(Exercise materials)

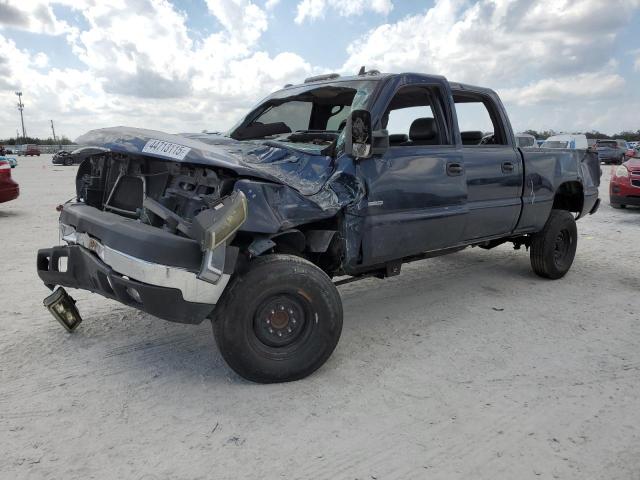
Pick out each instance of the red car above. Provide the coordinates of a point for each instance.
(624, 188)
(8, 188)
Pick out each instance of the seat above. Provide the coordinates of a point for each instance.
(423, 131)
(398, 138)
(471, 137)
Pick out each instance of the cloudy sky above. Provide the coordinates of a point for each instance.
(190, 65)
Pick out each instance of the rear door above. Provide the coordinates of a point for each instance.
(493, 164)
(417, 190)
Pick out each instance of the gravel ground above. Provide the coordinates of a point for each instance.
(463, 367)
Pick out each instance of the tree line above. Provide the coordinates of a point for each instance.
(36, 141)
(627, 135)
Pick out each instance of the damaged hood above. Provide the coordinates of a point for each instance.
(304, 171)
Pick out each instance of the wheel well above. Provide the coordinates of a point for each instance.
(569, 197)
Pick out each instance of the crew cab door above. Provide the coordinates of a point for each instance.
(416, 191)
(494, 170)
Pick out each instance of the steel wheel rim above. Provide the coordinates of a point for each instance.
(281, 321)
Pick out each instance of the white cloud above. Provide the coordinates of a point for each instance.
(244, 20)
(142, 69)
(585, 86)
(314, 9)
(565, 45)
(492, 41)
(31, 15)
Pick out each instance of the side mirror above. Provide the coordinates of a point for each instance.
(361, 141)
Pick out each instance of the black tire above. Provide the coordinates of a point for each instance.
(554, 247)
(279, 321)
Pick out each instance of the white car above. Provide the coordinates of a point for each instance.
(577, 141)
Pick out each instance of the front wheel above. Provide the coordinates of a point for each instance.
(278, 322)
(554, 248)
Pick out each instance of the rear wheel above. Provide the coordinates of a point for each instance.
(554, 248)
(280, 321)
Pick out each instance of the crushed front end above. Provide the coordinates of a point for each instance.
(151, 233)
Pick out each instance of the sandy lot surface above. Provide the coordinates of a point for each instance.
(463, 367)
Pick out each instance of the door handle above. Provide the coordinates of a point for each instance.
(454, 169)
(507, 167)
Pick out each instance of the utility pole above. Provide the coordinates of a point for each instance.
(21, 107)
(54, 132)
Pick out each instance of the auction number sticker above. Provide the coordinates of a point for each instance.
(166, 149)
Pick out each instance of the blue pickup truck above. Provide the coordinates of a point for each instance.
(336, 178)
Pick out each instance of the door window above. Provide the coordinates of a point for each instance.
(412, 119)
(478, 121)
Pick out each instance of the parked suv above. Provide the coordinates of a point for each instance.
(334, 177)
(611, 151)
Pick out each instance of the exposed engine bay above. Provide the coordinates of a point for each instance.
(163, 194)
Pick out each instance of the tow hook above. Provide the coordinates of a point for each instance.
(63, 308)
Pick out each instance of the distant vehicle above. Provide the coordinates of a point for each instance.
(76, 157)
(624, 187)
(633, 152)
(13, 163)
(29, 151)
(572, 142)
(9, 189)
(611, 151)
(524, 140)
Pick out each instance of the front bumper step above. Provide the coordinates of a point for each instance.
(86, 271)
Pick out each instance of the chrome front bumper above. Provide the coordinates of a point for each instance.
(193, 289)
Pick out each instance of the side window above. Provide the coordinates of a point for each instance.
(412, 119)
(400, 120)
(478, 124)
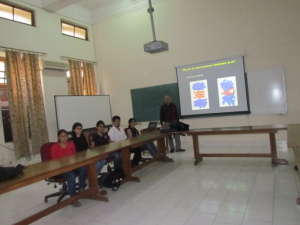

(End Exercise materials)

# Instructions to follow:
Leaving the pictures out, write out all the material above exactly.

# Reply to the task:
Pick out each instance of the red car above. Provide the coordinates of a point for each instance.
(624, 188)
(8, 188)
Pick out each instance of the seat above. Provide the coordinates of a point for each instance.
(423, 131)
(398, 138)
(471, 137)
Pick out each instance of the cloudy sky above. Provide the coordinates of a point for each instance.
(190, 65)
Pick out each instance of the rear door above. Provide the coordinates of a point for each instance.
(493, 164)
(417, 190)
Pick out each instance of the gravel ground above. Provide the coordinates of a point for each instance.
(463, 367)
Pick out each instance of the tree line above. Provide the coordinates of a point for each instance.
(36, 141)
(627, 135)
Pick out each instance of the damaged hood above. Provide the coordinates of a point for each instance.
(304, 171)
Pick out each instance of the wheel well above. Provide the coordinates of a point for each instance.
(569, 197)
Pick out each instance of the crew cab door above. Provide the coordinates of a point for each instance.
(416, 191)
(494, 170)
Pick out each instance of the steel wheel rim above. Provide the coordinates of a point for each instance.
(281, 321)
Pick out each instance of the white cloud above. Provide the coordinates of a point for each instance.
(244, 20)
(142, 69)
(585, 86)
(314, 9)
(565, 45)
(492, 41)
(31, 15)
Pick out each instance of the side mirror above. Provide the coordinates of a point for each instance.
(361, 141)
Pick out each instance of the black tire above. Provide the coordinates of a point for each instance.
(554, 247)
(279, 321)
Pick out each instance of the white car above. Provide the coordinates of a point for each instance.
(577, 141)
Pick out each instance of the front wheel above. Provide the coordinates of a point for each instance.
(278, 322)
(554, 248)
Pick out each instance of the rear wheel above. Provide the coordinates of a point for each instance.
(554, 248)
(280, 321)
Pick out each instance of the crushed front end above. Provide the coordinates of a point for each instance.
(151, 233)
Pick out each instance of the sandy lot surface above. Provide the coordinates of a point for each instance.
(463, 367)
Pick out each instance of the door handle above. Provide the coordinates of a point for each instance.
(454, 169)
(507, 167)
Pick out each instance of the utility pole above. Provide the coordinates of a point for each instance.
(21, 107)
(54, 132)
Pick out each instance of the auction number sticker above. Provide the coordinates of a point for each instance.
(166, 149)
Pick out each instance of the blue pickup truck above. Provide the coordinates of a point for each instance.
(336, 178)
Pick out each instance of the door window above. Provide the coordinates of a point for each instance.
(412, 119)
(478, 121)
Pick out each instance of the parked suv above. Provide the coordinates of a point for each instance.
(334, 177)
(611, 151)
Pick out each instance of the exposed engine bay above. Provide the coordinates of a point for each instance.
(163, 194)
Pick out each instance of the tow hook above. Provide the coordinates of a point for each instance.
(63, 308)
Pick out each instance of the distant vehicle above. Provide the coordinates of a point for each instance.
(76, 157)
(624, 187)
(633, 152)
(13, 163)
(29, 151)
(572, 142)
(9, 189)
(611, 151)
(524, 140)
Pick out each instance of the front bumper step above. Provide the coordinates of a point for each instance.
(86, 271)
Pick out each instance of the chrome front bumper above. Provide the coordinates of a point for each instance.
(193, 289)
Pick out each instance of the side window above. Provide the coordinates of a point for each instance.
(412, 119)
(400, 120)
(478, 124)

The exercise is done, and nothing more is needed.